Written instruction:
Rewrite the lines below as a Markdown table with the columns "Row" and "Text", numbering each line and skipping blank ones. Leave the pictures out of the table.

Supplied material:

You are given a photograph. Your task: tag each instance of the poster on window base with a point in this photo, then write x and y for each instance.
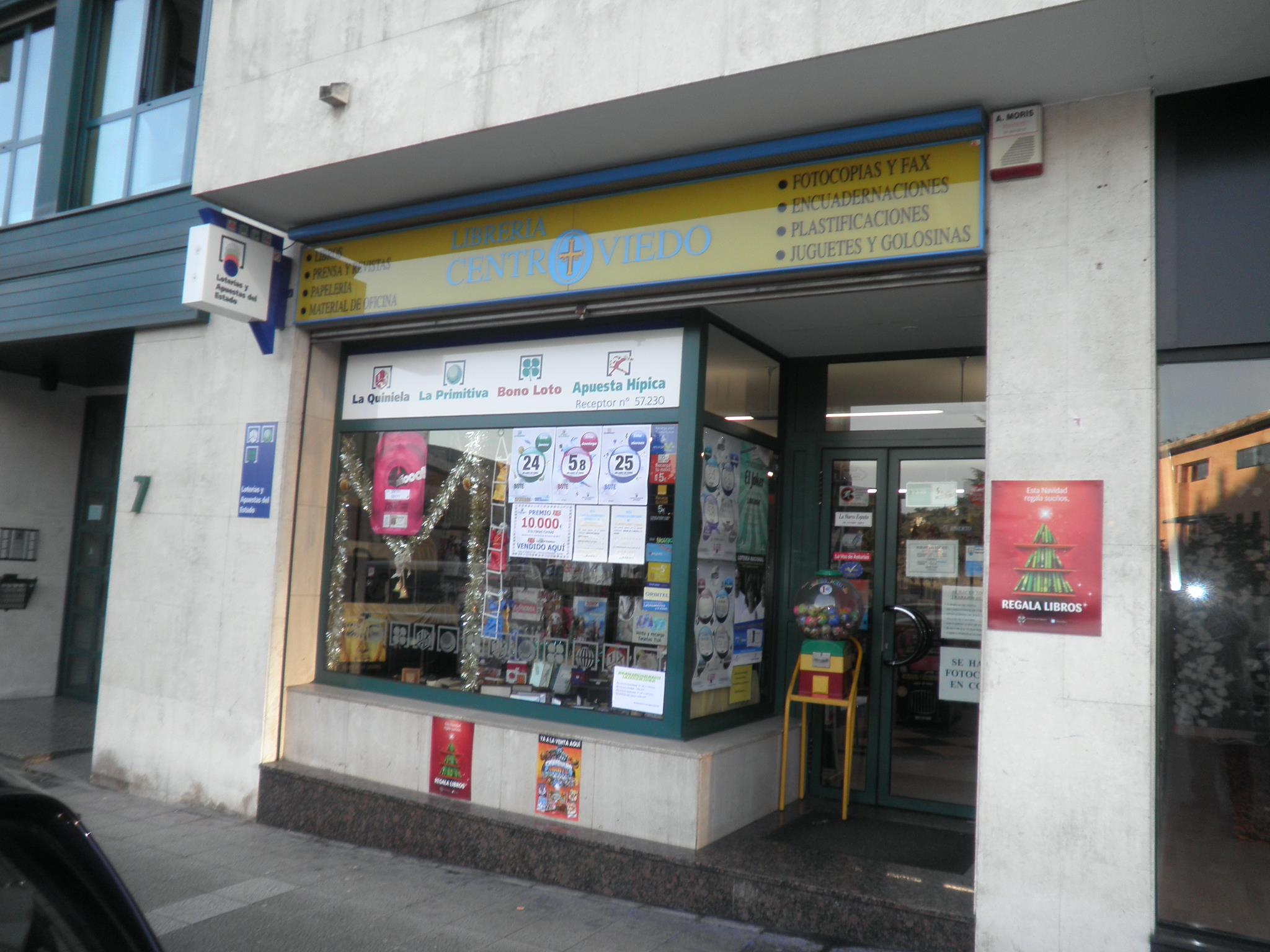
(1046, 557)
(451, 758)
(575, 471)
(558, 781)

Written solution:
| Row | Text |
|---|---|
| 1 | You are given a photograph. Your task: tag each instance of the poster on window base with a point in this photo, then write x and y for each instance. |
| 2 | (1046, 557) |
| 3 | (451, 758) |
| 4 | (575, 471) |
| 5 | (558, 781) |